The input —
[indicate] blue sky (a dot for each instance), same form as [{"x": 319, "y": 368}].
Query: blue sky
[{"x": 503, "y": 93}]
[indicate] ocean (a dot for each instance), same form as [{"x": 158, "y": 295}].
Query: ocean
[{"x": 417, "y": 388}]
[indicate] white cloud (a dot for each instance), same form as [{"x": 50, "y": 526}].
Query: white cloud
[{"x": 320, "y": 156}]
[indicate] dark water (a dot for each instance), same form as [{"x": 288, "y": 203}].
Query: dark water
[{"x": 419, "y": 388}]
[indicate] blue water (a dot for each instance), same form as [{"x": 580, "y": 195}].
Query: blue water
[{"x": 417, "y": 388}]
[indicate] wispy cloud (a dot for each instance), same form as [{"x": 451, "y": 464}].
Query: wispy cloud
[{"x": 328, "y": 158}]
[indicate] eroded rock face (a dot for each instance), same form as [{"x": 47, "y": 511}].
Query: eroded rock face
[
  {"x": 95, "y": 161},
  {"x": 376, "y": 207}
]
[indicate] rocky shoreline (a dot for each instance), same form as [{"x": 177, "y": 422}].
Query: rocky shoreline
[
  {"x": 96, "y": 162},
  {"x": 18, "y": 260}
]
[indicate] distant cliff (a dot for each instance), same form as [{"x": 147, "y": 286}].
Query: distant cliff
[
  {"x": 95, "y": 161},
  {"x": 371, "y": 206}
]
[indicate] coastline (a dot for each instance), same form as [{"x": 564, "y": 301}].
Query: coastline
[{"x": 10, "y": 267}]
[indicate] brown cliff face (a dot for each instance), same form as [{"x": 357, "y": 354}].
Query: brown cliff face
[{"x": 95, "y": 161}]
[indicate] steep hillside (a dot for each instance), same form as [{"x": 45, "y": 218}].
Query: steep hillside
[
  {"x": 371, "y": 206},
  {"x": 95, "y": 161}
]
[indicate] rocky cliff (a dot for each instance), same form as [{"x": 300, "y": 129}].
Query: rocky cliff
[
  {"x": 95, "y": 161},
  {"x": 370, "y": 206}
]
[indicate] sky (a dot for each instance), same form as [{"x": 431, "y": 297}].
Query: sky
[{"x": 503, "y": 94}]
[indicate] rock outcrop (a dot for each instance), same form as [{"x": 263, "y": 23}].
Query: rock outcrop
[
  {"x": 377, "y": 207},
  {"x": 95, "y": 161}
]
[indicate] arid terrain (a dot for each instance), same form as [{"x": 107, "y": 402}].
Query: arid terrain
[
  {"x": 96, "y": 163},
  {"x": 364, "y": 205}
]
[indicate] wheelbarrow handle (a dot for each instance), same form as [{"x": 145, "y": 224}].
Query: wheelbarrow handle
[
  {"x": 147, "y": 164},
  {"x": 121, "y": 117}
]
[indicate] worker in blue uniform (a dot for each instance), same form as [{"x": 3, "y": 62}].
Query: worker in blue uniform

Action item —
Look through the records above for the string "worker", then copy every line that has it.

Task result —
[indicate] worker in blue uniform (a dot for each instance), same form as [{"x": 3, "y": 62}].
Query: worker in blue uniform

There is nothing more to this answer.